PROBLEM TO WORK ON =
What is needed is a word-for-word transcription of every record below.

RECORDS SUPPLIED =

════════════════════

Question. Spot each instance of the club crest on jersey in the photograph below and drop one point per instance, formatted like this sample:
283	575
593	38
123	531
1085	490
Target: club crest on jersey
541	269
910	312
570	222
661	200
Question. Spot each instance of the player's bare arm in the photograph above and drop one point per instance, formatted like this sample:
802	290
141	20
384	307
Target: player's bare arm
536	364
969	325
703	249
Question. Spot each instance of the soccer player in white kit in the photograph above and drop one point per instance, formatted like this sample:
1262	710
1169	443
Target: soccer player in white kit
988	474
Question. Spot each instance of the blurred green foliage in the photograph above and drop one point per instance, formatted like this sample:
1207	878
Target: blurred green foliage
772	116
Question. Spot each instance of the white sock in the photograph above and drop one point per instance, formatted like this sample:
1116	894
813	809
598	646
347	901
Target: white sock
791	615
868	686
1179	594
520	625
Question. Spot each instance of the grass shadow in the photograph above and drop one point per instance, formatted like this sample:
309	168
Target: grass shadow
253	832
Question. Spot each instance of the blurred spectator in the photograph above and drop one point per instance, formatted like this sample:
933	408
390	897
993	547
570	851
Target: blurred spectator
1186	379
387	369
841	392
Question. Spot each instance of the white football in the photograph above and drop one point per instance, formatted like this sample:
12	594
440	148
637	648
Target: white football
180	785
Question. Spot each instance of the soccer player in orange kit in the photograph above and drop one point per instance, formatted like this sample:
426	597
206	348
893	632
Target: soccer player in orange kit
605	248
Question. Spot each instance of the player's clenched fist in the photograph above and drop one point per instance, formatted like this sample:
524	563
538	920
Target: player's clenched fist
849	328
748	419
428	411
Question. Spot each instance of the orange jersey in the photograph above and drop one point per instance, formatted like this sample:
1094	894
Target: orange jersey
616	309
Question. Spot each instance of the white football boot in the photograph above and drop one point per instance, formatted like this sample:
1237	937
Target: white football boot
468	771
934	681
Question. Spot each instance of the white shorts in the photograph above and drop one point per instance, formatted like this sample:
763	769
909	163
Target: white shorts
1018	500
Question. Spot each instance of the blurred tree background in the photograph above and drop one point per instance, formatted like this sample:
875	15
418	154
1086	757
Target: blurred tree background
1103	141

════════════════════

EXERCISE RESULT =
Question. Spot each instance of the club crest on jersey in the photograph below and drop one point per instance, formatted like this sample:
283	575
593	38
123	531
1085	490
Target: club crest on jersey
541	269
910	312
570	222
661	200
Question. Spot each instance of the player's bare arm in the photograph above and drop one point per instance, formatted like this sample:
802	290
141	20
384	307
Target: player's bare arm
536	364
969	325
703	249
Question. Spot each instance of the soccer player in white kit in the photograph above and drop one point per instance, formatted like this sample:
1262	710
1169	443
Target: soccer player in white kit
988	474
Question. Spot each instance of the blurred green foliage in the photograph above and drop one point per instance, formatted like this sample:
1207	878
Target: blurred green foliage
772	116
Question. Spot each instance of the white sock in the photograph above and drop one point per instance, formatted like this sample:
1116	894
813	809
598	646
347	901
Target: white sock
791	615
868	686
1179	594
520	625
Question. Spot each instance of the grass shadow in the photograph above and drop one point per instance, formatted like this sample:
309	168
Target: grass shadow
253	832
Question. Spot each instance of the blurred spectator in the photograph above and drop one point per instance, formatted like this sample:
933	408
390	897
993	547
570	851
Target: blurred spectator
1186	379
387	369
841	392
Question. Spot each instance of the white football in the photograph above and drop one point per instance, formatted like this sample:
12	594
440	148
637	648
Target: white football
180	785
Question. Spot each instance of the soccer player in orange kit in the photograph above and drop one point per instance, formatted like this sample:
426	597
206	348
893	632
Target: soccer player in orange kit
605	248
Question. Spot each instance of the player's clenched fist in the photograph above and drop one point per instance, formatted like this sample:
524	563
538	920
Target: player's clenched fist
849	328
748	419
428	411
Question. Spot each instance of the orange jersey in the photograph above and drop one point per instance, formatted like this sample:
1094	894
Target: orange jersey
616	309
Question. Spot each instance of the white football boot in the photograph above and drop one point per instance, formatted like this sample:
1237	937
Target: white football boot
468	771
934	681
Question. Spot each instance of the white shorts in the photograph above and drop one point per instance, formatted like this sample:
763	769
909	163
Target: white shorts
1018	500
Question. Spot each instance of the blurred tree background in the photograph above and drop one point per instance, formatted like this sample:
875	15
418	154
1086	757
Target: blurred tree background
1103	141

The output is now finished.